Work order
An exact repetition of all the entries that follow is required.

###

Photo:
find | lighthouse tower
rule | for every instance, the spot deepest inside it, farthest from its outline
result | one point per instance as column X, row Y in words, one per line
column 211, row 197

###

Your response
Photo:
find | lighthouse tower
rule | for every instance, the spot deepest inside it, farthest from its outline
result | one point per instance as column X, row Y in words, one per line
column 211, row 197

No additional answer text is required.